● **Supplied records**:

-- -- --

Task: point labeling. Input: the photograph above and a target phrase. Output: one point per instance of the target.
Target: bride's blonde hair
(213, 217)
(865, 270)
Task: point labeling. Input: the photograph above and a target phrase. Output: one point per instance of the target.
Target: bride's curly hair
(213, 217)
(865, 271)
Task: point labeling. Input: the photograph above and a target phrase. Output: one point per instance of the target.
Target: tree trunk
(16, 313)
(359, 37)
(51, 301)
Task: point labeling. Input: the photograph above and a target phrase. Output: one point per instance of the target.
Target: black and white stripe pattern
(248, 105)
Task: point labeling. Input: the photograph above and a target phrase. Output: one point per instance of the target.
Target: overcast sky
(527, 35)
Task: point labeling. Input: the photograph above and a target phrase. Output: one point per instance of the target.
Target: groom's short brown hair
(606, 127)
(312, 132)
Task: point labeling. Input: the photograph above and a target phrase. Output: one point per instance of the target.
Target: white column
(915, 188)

-- -- --

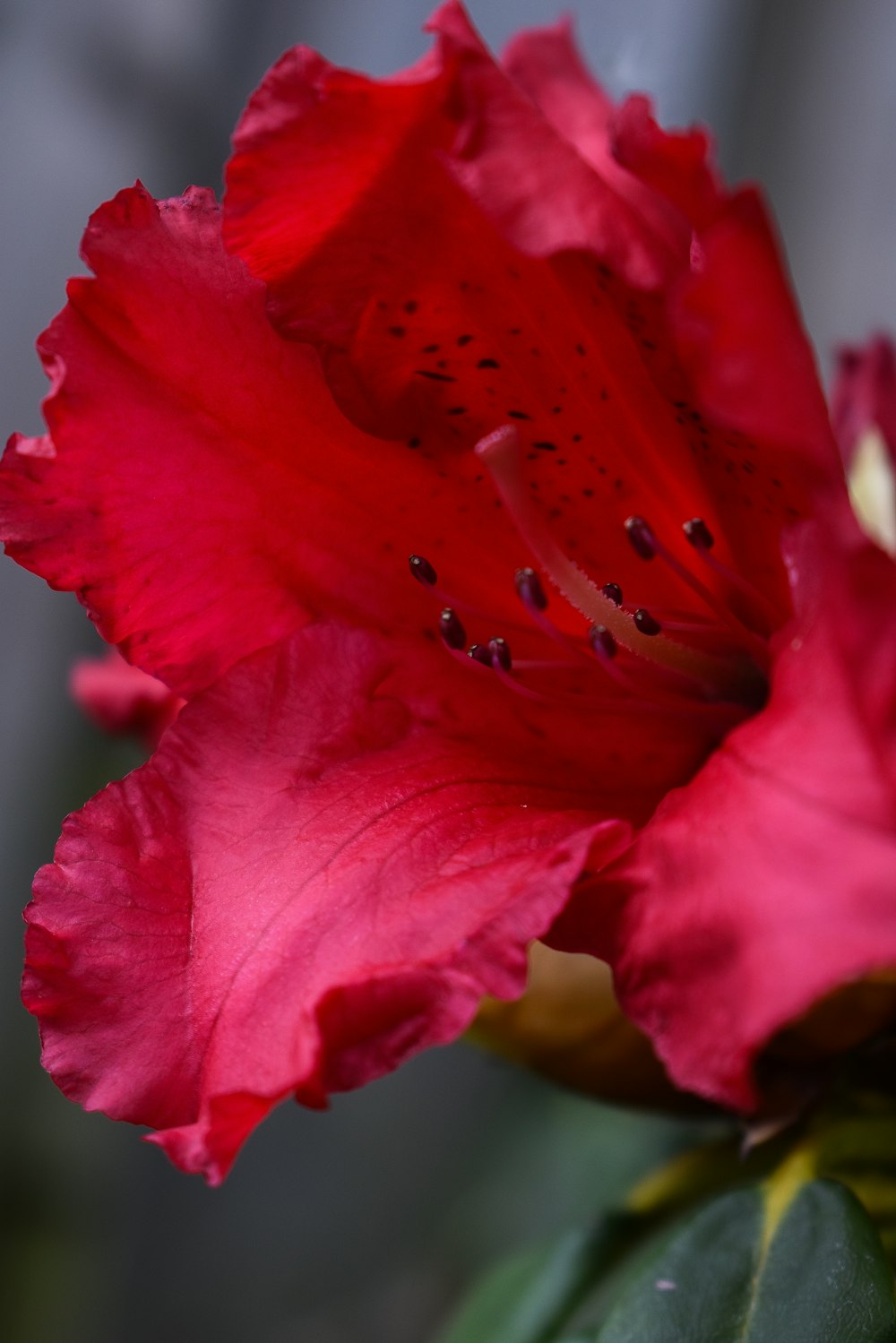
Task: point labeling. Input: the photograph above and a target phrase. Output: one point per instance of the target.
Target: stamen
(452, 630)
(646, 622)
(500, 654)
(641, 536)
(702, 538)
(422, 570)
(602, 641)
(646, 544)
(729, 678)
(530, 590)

-- -- --

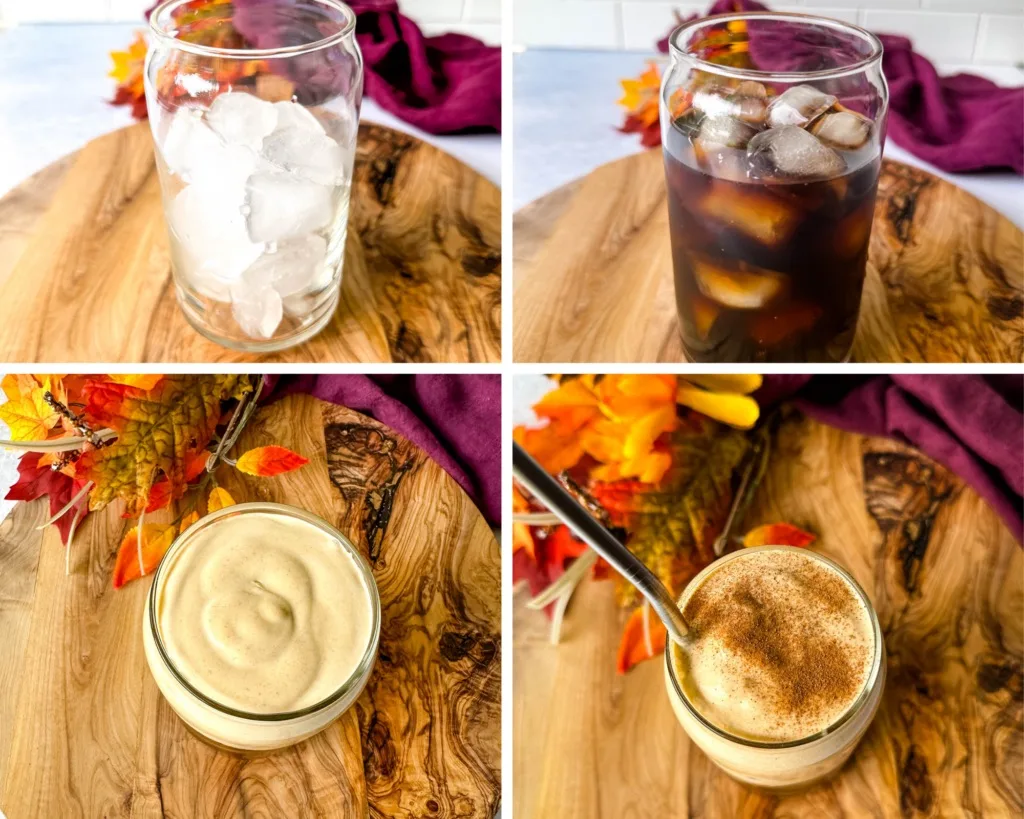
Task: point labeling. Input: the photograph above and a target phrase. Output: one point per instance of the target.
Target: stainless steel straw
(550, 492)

-- -- --

● **Work to be completed**: Please select every line in the listing above that contains the string "hair", with case counting, and copy each of those lines out.

● **Task answer**:
Target: bride's blonde hair
Target: bride's curly hair
Target: groom's short brown hair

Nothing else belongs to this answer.